__Problem to work on__
Please put these lines into a numbered list, leaving out any blank lines.

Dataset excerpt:
---+---
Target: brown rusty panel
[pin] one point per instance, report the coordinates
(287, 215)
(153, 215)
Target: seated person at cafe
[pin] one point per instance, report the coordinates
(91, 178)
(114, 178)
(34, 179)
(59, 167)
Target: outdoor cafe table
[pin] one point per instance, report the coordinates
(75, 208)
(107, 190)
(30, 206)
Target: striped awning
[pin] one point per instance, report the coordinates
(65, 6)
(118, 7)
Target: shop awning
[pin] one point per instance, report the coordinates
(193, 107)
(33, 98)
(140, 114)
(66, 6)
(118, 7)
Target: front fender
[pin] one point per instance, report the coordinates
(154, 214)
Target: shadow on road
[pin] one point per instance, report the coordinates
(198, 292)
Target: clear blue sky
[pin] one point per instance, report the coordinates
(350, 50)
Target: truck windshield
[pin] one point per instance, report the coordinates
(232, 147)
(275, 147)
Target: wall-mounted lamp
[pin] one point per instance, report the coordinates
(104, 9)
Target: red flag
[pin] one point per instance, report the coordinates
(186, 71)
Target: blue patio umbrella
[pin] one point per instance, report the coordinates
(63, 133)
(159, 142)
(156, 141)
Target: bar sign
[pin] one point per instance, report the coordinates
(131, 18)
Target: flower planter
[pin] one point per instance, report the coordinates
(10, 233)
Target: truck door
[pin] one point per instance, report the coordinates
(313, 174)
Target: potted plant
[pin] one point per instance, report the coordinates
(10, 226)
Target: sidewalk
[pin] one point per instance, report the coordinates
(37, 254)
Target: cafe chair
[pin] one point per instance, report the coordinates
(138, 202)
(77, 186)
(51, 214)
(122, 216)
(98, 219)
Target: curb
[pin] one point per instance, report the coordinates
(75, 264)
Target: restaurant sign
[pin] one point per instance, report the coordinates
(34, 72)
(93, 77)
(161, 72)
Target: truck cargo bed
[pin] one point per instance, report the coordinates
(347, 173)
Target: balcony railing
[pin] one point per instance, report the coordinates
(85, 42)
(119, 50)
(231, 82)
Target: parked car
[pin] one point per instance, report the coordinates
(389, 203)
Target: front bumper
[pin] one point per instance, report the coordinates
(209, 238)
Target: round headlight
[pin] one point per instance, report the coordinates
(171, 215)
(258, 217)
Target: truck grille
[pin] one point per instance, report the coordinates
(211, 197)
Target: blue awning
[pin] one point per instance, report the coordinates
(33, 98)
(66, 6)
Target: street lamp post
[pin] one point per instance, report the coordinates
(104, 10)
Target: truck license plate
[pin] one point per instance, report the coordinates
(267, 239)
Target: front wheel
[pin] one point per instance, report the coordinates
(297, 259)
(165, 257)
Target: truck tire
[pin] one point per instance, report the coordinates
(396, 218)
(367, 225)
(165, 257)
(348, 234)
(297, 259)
---+---
__Answer to this exercise__
1. Target: brown rusty panel
2. [pin] one point per instance, report the coordinates
3. (287, 215)
4. (153, 215)
5. Target: seated person at cafe
6. [pin] one point per instance, report the coordinates
7. (91, 178)
8. (114, 178)
9. (34, 179)
10. (59, 167)
11. Target: outdoor cafe table
12. [pin] one point per instance, report the coordinates
13. (75, 208)
14. (107, 190)
15. (30, 206)
16. Target: striped awning
17. [pin] one point per instance, report the coordinates
18. (65, 6)
19. (118, 7)
20. Target: shop awning
21. [pin] one point per instance, report the coordinates
22. (193, 107)
23. (33, 98)
24. (140, 114)
25. (66, 6)
26. (118, 7)
27. Target: front fender
28. [pin] one point per instance, report the coordinates
29. (154, 214)
30. Target: shadow on road
31. [pin] one point per instance, report the coordinates
32. (198, 292)
33. Target: clear blue sky
34. [pin] one point per instance, report the coordinates
35. (350, 50)
36. Target: truck windshield
37. [pin] one point per instance, report the coordinates
38. (232, 147)
39. (275, 147)
40. Target: wall-mounted lamp
41. [pin] one point per instance, report the coordinates
42. (104, 9)
43. Target: red flag
44. [pin] one point per instance, report the coordinates
45. (186, 71)
46. Target: blue patio umbrella
47. [pin] one point per instance, report the coordinates
48. (63, 133)
49. (159, 142)
50. (156, 141)
51. Target: bar sign
52. [pin] one point per instance, report the coordinates
53. (131, 18)
54. Target: flower planter
55. [pin] one point per instance, report the coordinates
56. (10, 233)
57. Target: truck door
58. [pin] one point per instance, report the coordinates
59. (313, 174)
60. Target: potted plant
61. [pin] one point per instance, report the coordinates
62. (10, 226)
63. Target: sidewalk
64. [pin] one point per instance, report the coordinates
65. (37, 254)
66. Target: cafe chair
67. [pin] one point per instance, report the coordinates
68. (138, 202)
69. (77, 186)
70. (51, 214)
71. (122, 216)
72. (98, 219)
73. Target: curb
74. [pin] one point per instance, report the coordinates
75. (75, 264)
76. Target: restaurant sign
77. [pin] one point per instance, report the coordinates
78. (34, 72)
79. (93, 77)
80. (161, 72)
81. Target: truck cargo bed
82. [pin] one point per instance, report the coordinates
83. (347, 173)
84. Target: balcony railing
85. [pin] one point per instance, report the coordinates
86. (85, 42)
87. (119, 50)
88. (231, 82)
89. Target: parked car
90. [pin] one point per instance, report the coordinates
91. (389, 203)
92. Target: front bumper
93. [pin] one point per instance, report the coordinates
94. (209, 238)
95. Target: round headlight
96. [pin] one point per instance, report the coordinates
97. (171, 215)
98. (258, 217)
99. Target: truck grille
100. [pin] one point per instance, report the coordinates
101. (211, 197)
102. Target: blue awning
103. [pin] one point per instance, report the coordinates
104. (33, 98)
105. (66, 6)
106. Target: street lamp post
107. [pin] one point per instance, report the coordinates
108. (104, 10)
109. Target: truck license plate
110. [pin] one point per instance, report the coordinates
111. (267, 239)
112. Target: front wheel
113. [pin] one point per instance, report the coordinates
114. (297, 259)
115. (165, 257)
116. Target: truck tire
117. [pin] one point per instance, report the coordinates
118. (396, 218)
119. (367, 225)
120. (165, 257)
121. (348, 234)
122. (297, 259)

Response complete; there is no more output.